__Exercise__: Reproduce the entries below line for line, changing nothing.

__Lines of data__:

******************************

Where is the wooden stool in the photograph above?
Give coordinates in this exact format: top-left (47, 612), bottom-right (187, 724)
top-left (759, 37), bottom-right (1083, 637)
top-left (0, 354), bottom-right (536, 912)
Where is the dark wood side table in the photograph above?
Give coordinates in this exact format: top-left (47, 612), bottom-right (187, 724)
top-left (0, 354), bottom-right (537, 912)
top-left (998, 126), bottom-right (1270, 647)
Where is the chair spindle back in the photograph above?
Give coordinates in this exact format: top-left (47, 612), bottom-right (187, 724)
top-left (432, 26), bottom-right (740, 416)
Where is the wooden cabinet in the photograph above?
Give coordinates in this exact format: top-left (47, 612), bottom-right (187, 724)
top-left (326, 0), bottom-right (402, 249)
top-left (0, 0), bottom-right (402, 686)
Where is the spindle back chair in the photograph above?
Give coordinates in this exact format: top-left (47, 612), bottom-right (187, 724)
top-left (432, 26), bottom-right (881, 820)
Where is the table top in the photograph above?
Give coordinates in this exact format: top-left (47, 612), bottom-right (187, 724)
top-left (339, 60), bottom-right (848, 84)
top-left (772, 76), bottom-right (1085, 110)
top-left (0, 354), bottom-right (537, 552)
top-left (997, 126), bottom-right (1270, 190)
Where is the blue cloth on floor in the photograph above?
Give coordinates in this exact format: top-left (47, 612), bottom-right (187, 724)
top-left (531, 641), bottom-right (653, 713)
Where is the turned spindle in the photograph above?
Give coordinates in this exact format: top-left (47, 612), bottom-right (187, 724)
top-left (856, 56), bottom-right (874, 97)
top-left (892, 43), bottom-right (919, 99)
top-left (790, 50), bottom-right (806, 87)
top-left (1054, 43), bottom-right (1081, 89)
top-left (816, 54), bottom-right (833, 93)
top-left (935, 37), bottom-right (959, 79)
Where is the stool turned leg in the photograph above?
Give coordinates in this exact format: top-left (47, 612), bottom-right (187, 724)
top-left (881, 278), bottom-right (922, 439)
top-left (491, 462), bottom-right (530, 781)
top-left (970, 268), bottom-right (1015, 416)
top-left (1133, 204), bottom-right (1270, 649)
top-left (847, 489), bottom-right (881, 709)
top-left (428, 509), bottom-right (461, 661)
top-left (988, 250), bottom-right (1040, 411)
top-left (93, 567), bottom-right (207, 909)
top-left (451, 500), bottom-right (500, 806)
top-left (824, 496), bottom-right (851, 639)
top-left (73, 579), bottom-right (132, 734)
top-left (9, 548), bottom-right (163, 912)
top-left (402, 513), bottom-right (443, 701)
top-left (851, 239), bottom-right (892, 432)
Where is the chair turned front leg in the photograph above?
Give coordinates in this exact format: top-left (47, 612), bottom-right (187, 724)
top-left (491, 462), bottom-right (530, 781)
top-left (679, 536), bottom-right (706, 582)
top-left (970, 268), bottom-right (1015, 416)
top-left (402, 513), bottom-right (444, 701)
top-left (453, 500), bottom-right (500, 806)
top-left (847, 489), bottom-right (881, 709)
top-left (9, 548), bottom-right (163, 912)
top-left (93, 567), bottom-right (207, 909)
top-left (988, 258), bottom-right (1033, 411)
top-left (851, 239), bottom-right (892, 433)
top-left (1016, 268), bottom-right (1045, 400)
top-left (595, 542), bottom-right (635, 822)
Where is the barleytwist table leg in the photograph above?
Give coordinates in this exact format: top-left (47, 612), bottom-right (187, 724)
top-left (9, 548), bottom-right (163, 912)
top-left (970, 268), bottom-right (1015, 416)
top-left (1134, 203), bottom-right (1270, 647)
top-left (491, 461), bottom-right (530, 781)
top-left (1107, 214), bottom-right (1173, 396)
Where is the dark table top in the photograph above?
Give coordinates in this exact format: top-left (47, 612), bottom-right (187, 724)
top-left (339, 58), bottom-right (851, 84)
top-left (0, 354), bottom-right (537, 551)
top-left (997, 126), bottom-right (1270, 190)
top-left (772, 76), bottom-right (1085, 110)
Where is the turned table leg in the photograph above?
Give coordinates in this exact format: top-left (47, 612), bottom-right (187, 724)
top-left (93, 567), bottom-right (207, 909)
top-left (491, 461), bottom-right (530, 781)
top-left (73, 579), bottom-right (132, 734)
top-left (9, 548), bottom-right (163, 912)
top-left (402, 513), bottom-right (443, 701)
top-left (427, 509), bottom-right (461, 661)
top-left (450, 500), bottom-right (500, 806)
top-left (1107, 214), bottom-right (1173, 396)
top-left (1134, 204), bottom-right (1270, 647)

******************************

__Response to this exercise__:
Where is the wooden stool in the photograph above?
Give coordinates in this exact format: top-left (47, 612), bottom-right (187, 724)
top-left (759, 37), bottom-right (1083, 637)
top-left (0, 354), bottom-right (536, 912)
Where is the dark wood side table in the photograph above?
Give coordinates in this exact format: top-left (47, 612), bottom-right (187, 724)
top-left (0, 354), bottom-right (537, 912)
top-left (998, 126), bottom-right (1270, 647)
Where is the chair spindle back in the photograph above?
Give coordinates in this exact format: top-left (47, 612), bottom-right (187, 724)
top-left (432, 26), bottom-right (740, 416)
Where is the wooden cabinet in the photograph above?
Give coordinates in this exact format: top-left (47, 612), bottom-right (187, 724)
top-left (326, 0), bottom-right (402, 249)
top-left (0, 0), bottom-right (402, 686)
Where is the spindle back chair in the photograph above?
Give coordinates in this exact format: top-left (47, 612), bottom-right (187, 724)
top-left (432, 26), bottom-right (881, 820)
Where is the table top in the photograph above?
Give coordinates in this exact format: top-left (47, 612), bottom-right (187, 724)
top-left (339, 60), bottom-right (848, 84)
top-left (772, 76), bottom-right (1085, 110)
top-left (0, 354), bottom-right (537, 552)
top-left (997, 126), bottom-right (1270, 190)
Where is the blue cloth on floor in the photograph above?
Give coordinates in this exact format: top-left (47, 612), bottom-right (187, 724)
top-left (531, 641), bottom-right (653, 713)
Where is the turned spindle in the photograph above?
Give coordinates in this exact format: top-left (47, 612), bottom-right (187, 724)
top-left (856, 56), bottom-right (874, 97)
top-left (892, 43), bottom-right (919, 99)
top-left (790, 50), bottom-right (806, 87)
top-left (1054, 43), bottom-right (1081, 89)
top-left (816, 54), bottom-right (833, 93)
top-left (935, 37), bottom-right (959, 79)
Where is the stool turned leg in the photograph above?
Give coordinates in this exact format: top-left (47, 612), bottom-right (187, 724)
top-left (881, 278), bottom-right (922, 439)
top-left (491, 462), bottom-right (530, 781)
top-left (970, 268), bottom-right (1015, 416)
top-left (1133, 204), bottom-right (1270, 649)
top-left (847, 489), bottom-right (881, 709)
top-left (428, 509), bottom-right (461, 661)
top-left (988, 250), bottom-right (1040, 411)
top-left (93, 567), bottom-right (207, 909)
top-left (451, 500), bottom-right (500, 806)
top-left (824, 496), bottom-right (851, 639)
top-left (73, 579), bottom-right (132, 734)
top-left (9, 548), bottom-right (163, 912)
top-left (402, 513), bottom-right (443, 701)
top-left (851, 239), bottom-right (892, 432)
Where is the chair turned front leg in the photograph above?
Give coordinates in this exact format: top-left (47, 612), bottom-right (187, 724)
top-left (491, 462), bottom-right (530, 781)
top-left (679, 536), bottom-right (706, 582)
top-left (970, 268), bottom-right (1015, 416)
top-left (402, 513), bottom-right (444, 701)
top-left (453, 500), bottom-right (500, 806)
top-left (847, 489), bottom-right (881, 709)
top-left (9, 548), bottom-right (163, 912)
top-left (93, 567), bottom-right (207, 909)
top-left (988, 258), bottom-right (1033, 411)
top-left (851, 239), bottom-right (892, 433)
top-left (1016, 268), bottom-right (1045, 400)
top-left (595, 542), bottom-right (635, 822)
Where is the barleytwist table leg in the photograph above?
Give coordinates in this exact format: top-left (47, 612), bottom-right (187, 724)
top-left (9, 548), bottom-right (163, 912)
top-left (970, 268), bottom-right (1015, 416)
top-left (1134, 203), bottom-right (1270, 647)
top-left (491, 461), bottom-right (530, 781)
top-left (1107, 214), bottom-right (1173, 396)
Where is the dark table top in the photograph above?
Give coordinates in this exact format: top-left (47, 612), bottom-right (187, 724)
top-left (339, 58), bottom-right (851, 84)
top-left (0, 354), bottom-right (537, 551)
top-left (997, 126), bottom-right (1270, 190)
top-left (772, 76), bottom-right (1085, 110)
Where is the turned table leg in the photograph above?
Give coordinates in this exact format: top-left (47, 612), bottom-right (187, 724)
top-left (93, 567), bottom-right (207, 909)
top-left (491, 461), bottom-right (530, 781)
top-left (73, 579), bottom-right (132, 734)
top-left (9, 548), bottom-right (163, 912)
top-left (402, 513), bottom-right (443, 701)
top-left (427, 509), bottom-right (461, 661)
top-left (450, 500), bottom-right (500, 806)
top-left (1107, 214), bottom-right (1173, 396)
top-left (1134, 204), bottom-right (1270, 647)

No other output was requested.